Work instructions = Everything in the data below is to be reproduced without any deviation.

Material provided =
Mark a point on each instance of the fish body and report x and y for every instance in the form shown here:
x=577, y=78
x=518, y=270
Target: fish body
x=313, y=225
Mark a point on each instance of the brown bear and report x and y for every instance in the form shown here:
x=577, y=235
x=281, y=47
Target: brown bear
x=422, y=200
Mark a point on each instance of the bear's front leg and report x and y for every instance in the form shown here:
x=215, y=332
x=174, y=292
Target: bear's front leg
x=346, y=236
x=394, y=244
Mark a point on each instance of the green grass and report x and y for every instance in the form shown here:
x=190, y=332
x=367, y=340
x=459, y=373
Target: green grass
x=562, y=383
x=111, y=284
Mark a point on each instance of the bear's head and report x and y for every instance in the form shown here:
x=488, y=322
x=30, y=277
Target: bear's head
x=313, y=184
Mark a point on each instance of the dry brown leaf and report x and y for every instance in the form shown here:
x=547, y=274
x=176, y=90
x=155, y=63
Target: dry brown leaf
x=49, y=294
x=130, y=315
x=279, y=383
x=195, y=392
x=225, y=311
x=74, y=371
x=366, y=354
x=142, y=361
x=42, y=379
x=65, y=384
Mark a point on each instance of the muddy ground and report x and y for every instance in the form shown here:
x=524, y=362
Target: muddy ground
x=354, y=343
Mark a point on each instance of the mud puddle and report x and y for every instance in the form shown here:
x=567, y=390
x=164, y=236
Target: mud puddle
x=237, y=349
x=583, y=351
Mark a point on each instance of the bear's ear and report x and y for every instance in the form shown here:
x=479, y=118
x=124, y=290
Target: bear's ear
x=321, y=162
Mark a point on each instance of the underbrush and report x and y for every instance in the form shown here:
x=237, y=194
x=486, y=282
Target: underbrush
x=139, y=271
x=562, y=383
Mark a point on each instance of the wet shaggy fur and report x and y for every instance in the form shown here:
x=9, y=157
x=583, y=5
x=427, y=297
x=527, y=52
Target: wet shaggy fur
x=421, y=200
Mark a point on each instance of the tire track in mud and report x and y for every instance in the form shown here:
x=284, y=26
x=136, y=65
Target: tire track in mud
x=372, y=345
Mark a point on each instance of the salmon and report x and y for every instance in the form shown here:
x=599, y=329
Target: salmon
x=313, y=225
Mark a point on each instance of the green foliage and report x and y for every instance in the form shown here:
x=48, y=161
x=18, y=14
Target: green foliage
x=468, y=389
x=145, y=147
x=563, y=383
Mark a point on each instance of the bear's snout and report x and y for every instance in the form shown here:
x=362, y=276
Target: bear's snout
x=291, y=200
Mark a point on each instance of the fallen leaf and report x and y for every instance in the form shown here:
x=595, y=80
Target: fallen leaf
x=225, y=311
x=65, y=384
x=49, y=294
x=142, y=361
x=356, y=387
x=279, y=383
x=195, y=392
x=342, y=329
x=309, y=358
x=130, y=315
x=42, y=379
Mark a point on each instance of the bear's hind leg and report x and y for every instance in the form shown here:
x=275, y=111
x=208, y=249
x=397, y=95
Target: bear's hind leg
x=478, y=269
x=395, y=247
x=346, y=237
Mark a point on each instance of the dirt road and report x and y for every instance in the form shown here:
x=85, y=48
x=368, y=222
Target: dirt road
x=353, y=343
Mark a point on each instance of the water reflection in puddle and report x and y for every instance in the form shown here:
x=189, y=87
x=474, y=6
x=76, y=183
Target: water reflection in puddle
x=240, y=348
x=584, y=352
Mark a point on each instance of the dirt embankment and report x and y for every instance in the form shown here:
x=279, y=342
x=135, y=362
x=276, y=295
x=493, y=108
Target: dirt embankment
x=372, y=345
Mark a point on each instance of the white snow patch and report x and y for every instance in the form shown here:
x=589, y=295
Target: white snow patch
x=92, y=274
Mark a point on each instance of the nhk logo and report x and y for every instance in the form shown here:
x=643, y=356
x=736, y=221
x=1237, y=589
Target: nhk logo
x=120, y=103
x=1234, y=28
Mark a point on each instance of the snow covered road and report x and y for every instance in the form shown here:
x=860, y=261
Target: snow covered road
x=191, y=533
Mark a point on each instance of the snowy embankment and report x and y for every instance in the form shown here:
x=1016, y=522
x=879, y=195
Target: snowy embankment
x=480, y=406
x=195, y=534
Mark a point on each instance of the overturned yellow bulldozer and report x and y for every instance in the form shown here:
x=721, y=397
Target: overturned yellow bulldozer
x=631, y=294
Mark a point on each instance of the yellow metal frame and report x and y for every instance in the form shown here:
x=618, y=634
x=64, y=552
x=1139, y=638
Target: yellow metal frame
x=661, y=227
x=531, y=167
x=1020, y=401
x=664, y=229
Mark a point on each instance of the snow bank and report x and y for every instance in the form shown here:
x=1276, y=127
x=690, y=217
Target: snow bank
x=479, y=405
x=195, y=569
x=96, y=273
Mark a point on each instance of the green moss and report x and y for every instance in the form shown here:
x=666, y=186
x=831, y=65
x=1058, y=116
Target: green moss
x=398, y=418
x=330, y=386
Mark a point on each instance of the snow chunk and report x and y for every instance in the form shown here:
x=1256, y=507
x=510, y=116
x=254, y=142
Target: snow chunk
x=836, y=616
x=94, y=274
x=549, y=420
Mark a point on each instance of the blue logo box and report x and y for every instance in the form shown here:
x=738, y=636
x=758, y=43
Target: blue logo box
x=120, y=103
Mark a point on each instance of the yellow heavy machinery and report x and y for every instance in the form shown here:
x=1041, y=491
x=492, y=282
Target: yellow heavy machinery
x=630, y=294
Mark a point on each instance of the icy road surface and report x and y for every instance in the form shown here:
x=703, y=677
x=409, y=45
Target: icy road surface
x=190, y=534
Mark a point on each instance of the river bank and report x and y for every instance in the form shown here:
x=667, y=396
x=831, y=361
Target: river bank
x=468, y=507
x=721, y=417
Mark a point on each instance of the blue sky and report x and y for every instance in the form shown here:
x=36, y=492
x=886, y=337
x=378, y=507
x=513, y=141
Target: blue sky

Solution to this problem =
Mark a point on each instance of the fish body and report x and y for every instance in the form shown here:
x=577, y=78
x=518, y=270
Target: fish body
x=313, y=225
Mark a point on each instance of the brown bear and report x and y for every instance in the form shown here:
x=577, y=235
x=281, y=47
Target: brown bear
x=422, y=200
Mark a point on each instance of the bear's front leg and report x and y for every instance in the form shown here:
x=215, y=332
x=174, y=292
Target: bear's front leg
x=346, y=236
x=394, y=244
Mark a point on each instance of the green grass and report x and y for every instance in the form shown here:
x=190, y=332
x=367, y=340
x=459, y=373
Target: green grass
x=562, y=383
x=111, y=284
Mark a point on each instance of the bear's head and report x and y for every instance in the form shown here:
x=488, y=322
x=30, y=277
Target: bear's head
x=313, y=184
Mark a point on each instance of the dry brown leaf and report x and y for every instance in the form shown here:
x=547, y=274
x=176, y=90
x=155, y=63
Target: dry brown leaf
x=49, y=294
x=130, y=315
x=279, y=383
x=195, y=392
x=225, y=311
x=74, y=371
x=366, y=354
x=142, y=361
x=42, y=379
x=65, y=384
Mark a point on each instance of the muddy ground and report x and y for every instance in the form shown here:
x=524, y=362
Target: muddy ground
x=354, y=343
Mark a point on each instance of the mud puddle and report x and y for every instance in the form shown here:
x=567, y=390
x=164, y=236
Target: mud puddle
x=237, y=349
x=583, y=351
Mark a point on each instance of the bear's ear and report x and y for every instance in the form shown here:
x=479, y=118
x=124, y=290
Target: bear's ear
x=321, y=162
Mark a point on each instance of the underbrush and report x and y for every instance in the form shown here:
x=237, y=194
x=486, y=282
Target: underbrush
x=139, y=271
x=562, y=383
Mark a point on each instance of the wet shaggy fur and report x and y for every instance in the form shown here:
x=9, y=157
x=583, y=5
x=427, y=297
x=527, y=52
Target: wet shaggy fur
x=421, y=200
Mark a point on each instance of the tire track in mud and report x and y for every instance in the form shown here:
x=284, y=26
x=136, y=65
Target: tire track in mud
x=372, y=345
Mark a point on each instance of the salmon and report x and y for every instance in the form shown here:
x=599, y=329
Target: salmon
x=313, y=225
Mark a point on each instance of the green foliage and report x and y for every instance in the form shown here:
x=48, y=161
x=18, y=14
Target: green foliage
x=468, y=389
x=145, y=147
x=563, y=383
Mark a point on each instance of the bear's snout and report x and y for every instance in the form shown here:
x=362, y=276
Target: bear's snout
x=291, y=200
Mark a point on each instance of the fallen leaf and report x and y for every instance in the form shown here:
x=595, y=80
Target: fallen leaf
x=225, y=311
x=65, y=384
x=49, y=294
x=142, y=361
x=356, y=387
x=279, y=383
x=195, y=392
x=342, y=329
x=309, y=358
x=130, y=315
x=42, y=379
Mark a point on each instance of the bear's hind leg and report x and y for every instance in the form shown here:
x=275, y=111
x=208, y=249
x=397, y=95
Target: bear's hind leg
x=478, y=269
x=395, y=247
x=346, y=237
Mark a point on each instance of the dirt road and report x and y for every instance in the form shown here:
x=85, y=48
x=368, y=222
Target: dirt road
x=353, y=343
Mark a point on each instance of the water reflection in puddle and report x and y for every instance in the form shown here:
x=189, y=87
x=474, y=6
x=76, y=183
Target: water reflection in puddle
x=240, y=348
x=584, y=352
Mark a point on each instance of the dirt embankment and report x and y for every instance in the form shown here:
x=279, y=342
x=135, y=362
x=276, y=295
x=493, y=108
Target: dirt embankment
x=372, y=345
Mark a point on each instance of the white snow patch and report x and y for every instance in the form shown here:
x=589, y=295
Target: white snow patch
x=92, y=274
Mark a point on each instance of the nhk logo and report x and y for every instance in the form shown here:
x=643, y=356
x=736, y=221
x=1237, y=589
Target: nhk logo
x=120, y=103
x=1234, y=28
Mark a point on each instance of the snow covered road and report x and y for every instance in the form shown here:
x=860, y=261
Target: snow covered road
x=191, y=533
Mark a point on each instance of the snowy embankment and report x and y for every instance in the form shown here:
x=1016, y=522
x=879, y=195
Target: snowy embankment
x=480, y=406
x=195, y=534
Mark a point on each instance of the overturned yellow bulldozer and report x and y for every instance in the form shown here:
x=721, y=397
Target: overturned yellow bulldozer
x=631, y=294
Mark a point on each instance of the yellow metal frame and report x and y for every instance in the form shown here:
x=618, y=634
x=64, y=552
x=1139, y=638
Target: yellow metal frame
x=661, y=227
x=531, y=167
x=1020, y=401
x=664, y=229
Mark a point on each instance of the snow bank and report x and y for every instance in the form shown here:
x=1276, y=127
x=690, y=217
Target: snow bank
x=479, y=405
x=195, y=569
x=96, y=273
Mark a point on each instance of the green moss and report x and y for every instance in the form shown here:
x=666, y=186
x=831, y=65
x=1058, y=116
Target: green moss
x=398, y=418
x=330, y=386
Mark a point on each instance of the snow chunk and report x and y for every instance in the form shown here:
x=1256, y=507
x=510, y=116
x=254, y=142
Target: snow chunk
x=836, y=616
x=94, y=274
x=549, y=420
Mark a point on each instance of the blue logo box and report x and y for every instance in the form shown here:
x=738, y=636
x=758, y=43
Target: blue logo box
x=120, y=103
Mark a point on each instance of the yellow heavy machinery and report x and y for every instance in the form shown here:
x=1041, y=491
x=492, y=282
Target: yellow heavy machinery
x=630, y=294
Mark a point on each instance of the icy road surface and report x and y for every instance in the form shown here:
x=703, y=677
x=409, y=45
Target: icy road surface
x=190, y=534
Mark a point on each instance of the river bank and report x and y for every instance in the form shown here:
x=667, y=396
x=831, y=361
Target: river bank
x=468, y=507
x=721, y=417
Mark a point on each instance of the blue sky and report x and y for every instance in the form shown here:
x=36, y=492
x=886, y=337
x=378, y=507
x=513, y=141
Target: blue sky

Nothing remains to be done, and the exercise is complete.